— START —

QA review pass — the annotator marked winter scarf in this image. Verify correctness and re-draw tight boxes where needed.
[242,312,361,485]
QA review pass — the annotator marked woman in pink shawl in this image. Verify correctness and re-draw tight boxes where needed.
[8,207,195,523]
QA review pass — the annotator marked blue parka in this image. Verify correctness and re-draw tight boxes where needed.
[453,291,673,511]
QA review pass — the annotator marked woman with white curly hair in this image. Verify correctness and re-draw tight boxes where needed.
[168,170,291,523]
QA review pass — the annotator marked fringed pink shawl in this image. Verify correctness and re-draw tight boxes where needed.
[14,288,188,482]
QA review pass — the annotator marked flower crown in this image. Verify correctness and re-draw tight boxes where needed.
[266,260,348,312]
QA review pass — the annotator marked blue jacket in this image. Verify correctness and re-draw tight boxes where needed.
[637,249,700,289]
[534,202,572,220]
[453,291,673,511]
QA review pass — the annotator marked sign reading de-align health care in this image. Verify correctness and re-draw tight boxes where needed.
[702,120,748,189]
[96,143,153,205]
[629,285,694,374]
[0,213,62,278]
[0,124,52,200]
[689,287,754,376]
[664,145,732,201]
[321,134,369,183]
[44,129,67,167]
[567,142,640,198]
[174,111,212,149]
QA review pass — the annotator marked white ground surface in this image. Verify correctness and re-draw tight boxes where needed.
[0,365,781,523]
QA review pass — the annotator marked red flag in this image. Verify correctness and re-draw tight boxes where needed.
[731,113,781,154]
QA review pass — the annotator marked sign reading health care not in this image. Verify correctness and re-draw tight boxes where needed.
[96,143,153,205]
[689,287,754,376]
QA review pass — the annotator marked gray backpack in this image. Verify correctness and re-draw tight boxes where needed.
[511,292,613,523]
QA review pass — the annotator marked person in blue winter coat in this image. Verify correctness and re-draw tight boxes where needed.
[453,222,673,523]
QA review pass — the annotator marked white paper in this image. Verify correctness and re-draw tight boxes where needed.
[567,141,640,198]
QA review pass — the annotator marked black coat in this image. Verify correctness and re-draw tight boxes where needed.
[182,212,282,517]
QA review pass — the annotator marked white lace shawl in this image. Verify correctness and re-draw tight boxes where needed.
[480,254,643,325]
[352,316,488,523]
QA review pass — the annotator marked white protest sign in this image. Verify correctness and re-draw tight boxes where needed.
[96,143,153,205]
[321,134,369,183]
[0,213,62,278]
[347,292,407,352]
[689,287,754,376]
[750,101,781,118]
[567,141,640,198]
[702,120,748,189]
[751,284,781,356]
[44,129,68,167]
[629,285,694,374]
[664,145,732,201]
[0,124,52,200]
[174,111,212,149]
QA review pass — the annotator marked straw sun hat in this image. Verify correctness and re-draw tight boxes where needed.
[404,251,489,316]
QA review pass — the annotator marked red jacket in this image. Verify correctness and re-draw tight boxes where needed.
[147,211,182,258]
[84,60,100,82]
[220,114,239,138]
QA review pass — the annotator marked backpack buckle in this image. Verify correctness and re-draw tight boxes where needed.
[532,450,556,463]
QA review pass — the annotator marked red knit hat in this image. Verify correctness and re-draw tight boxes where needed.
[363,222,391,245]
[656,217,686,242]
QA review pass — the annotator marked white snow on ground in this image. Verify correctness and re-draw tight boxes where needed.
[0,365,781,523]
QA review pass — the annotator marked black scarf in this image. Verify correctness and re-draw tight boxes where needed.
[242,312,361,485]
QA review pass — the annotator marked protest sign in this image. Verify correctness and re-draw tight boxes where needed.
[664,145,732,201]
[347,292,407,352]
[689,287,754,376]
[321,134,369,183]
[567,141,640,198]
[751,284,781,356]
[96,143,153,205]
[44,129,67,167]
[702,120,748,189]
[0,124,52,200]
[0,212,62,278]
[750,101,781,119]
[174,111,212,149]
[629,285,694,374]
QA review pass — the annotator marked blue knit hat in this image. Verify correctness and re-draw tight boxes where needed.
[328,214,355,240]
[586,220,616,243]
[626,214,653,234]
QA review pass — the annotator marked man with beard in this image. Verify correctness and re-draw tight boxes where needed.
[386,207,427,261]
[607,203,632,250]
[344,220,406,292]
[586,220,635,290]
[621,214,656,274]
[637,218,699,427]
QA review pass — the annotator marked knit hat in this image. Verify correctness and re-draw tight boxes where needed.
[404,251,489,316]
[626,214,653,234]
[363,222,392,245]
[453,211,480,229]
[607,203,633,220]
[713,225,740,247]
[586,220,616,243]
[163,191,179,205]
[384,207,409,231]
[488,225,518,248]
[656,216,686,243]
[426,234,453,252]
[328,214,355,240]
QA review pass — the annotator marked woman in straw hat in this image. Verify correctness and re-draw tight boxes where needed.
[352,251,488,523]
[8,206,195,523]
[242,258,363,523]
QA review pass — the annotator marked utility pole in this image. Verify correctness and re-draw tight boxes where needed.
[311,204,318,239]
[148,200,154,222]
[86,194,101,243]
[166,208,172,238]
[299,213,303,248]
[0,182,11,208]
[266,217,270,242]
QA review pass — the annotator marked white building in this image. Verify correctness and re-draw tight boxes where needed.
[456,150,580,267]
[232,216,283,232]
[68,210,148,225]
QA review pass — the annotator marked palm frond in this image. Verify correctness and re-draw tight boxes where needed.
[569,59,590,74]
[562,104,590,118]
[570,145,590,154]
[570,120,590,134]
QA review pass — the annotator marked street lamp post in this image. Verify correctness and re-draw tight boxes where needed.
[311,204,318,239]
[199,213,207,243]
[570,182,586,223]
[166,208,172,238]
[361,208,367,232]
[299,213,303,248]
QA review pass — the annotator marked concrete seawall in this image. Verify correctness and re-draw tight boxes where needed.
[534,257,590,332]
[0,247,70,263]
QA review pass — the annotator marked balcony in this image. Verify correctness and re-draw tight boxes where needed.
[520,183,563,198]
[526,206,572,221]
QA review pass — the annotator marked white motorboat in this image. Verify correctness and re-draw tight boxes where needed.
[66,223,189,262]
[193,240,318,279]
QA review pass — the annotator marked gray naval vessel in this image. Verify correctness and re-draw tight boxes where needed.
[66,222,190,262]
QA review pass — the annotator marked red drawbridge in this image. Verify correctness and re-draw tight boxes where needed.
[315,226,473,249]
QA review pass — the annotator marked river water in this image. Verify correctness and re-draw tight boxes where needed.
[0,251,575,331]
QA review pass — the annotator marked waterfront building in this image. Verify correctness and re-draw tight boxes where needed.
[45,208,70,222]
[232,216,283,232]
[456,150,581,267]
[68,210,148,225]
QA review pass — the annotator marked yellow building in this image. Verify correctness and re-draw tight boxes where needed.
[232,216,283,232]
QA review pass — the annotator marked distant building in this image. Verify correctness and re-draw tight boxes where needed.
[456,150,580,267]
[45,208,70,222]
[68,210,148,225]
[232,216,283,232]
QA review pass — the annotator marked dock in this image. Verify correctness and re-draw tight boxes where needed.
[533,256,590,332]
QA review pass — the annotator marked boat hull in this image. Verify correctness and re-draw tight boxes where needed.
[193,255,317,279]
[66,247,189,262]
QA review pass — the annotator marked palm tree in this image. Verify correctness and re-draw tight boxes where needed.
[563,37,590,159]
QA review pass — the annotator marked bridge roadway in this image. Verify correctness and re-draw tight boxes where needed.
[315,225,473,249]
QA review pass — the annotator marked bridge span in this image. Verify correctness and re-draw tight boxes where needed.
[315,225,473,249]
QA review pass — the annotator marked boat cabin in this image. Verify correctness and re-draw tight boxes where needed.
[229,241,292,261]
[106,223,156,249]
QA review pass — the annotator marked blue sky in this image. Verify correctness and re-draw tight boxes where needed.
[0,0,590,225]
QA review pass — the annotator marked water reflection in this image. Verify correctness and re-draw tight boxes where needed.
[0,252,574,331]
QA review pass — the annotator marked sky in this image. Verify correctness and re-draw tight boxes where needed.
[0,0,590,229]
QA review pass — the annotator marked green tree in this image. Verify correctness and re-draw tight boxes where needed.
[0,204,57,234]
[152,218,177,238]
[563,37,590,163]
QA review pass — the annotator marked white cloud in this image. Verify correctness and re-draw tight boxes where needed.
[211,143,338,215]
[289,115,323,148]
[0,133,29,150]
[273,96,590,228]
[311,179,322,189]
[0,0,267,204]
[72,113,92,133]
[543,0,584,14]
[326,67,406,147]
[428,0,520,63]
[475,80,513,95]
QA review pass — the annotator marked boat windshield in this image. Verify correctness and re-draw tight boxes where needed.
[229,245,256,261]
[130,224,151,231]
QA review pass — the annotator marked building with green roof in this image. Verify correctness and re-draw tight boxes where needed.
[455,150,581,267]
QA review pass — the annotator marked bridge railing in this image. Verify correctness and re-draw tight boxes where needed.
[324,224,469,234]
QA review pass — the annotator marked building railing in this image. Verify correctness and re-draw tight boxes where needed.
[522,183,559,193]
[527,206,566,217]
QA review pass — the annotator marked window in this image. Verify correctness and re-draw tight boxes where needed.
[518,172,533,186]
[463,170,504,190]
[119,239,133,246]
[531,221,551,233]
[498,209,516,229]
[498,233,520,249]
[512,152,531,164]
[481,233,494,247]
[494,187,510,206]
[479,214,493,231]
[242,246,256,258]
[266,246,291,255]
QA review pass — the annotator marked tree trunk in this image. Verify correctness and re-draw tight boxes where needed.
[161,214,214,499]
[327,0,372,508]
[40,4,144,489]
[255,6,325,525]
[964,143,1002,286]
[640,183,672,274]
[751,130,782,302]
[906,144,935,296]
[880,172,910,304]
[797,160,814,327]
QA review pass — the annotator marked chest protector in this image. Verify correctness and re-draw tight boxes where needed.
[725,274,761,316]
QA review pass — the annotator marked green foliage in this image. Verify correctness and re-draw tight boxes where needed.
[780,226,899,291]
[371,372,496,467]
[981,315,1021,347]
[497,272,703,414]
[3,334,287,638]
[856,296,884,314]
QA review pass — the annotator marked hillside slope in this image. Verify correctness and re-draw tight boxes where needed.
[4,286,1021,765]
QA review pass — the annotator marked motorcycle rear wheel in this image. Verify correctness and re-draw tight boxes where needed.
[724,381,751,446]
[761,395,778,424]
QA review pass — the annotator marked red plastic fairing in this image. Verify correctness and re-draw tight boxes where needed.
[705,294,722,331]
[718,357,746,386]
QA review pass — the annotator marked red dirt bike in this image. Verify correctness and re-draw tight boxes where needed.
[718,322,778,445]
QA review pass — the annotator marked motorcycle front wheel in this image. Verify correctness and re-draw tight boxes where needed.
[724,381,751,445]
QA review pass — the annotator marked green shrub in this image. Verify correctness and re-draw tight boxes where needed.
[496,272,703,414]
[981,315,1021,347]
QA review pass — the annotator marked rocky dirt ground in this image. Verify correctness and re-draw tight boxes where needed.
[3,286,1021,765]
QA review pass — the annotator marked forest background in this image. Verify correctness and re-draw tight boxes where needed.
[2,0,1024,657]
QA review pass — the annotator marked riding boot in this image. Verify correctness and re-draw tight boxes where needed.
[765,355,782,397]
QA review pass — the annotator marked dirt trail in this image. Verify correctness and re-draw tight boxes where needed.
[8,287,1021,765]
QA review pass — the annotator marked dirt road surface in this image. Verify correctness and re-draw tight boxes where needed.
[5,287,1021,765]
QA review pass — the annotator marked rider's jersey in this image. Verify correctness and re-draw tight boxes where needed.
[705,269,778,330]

— END —

Print the lines from the start of the entries through the line containing "[8,207,195,523]", both ends included, and nothing else.

QA review pass — the annotator marked winter scarf in this image. Verify correctness and re-draw tight boxes where needed.
[242,312,361,485]
QA review pass — the annotator marked woman in pink shawl in this image. Verify correctness and re-draw tight boxes where needed.
[8,207,195,523]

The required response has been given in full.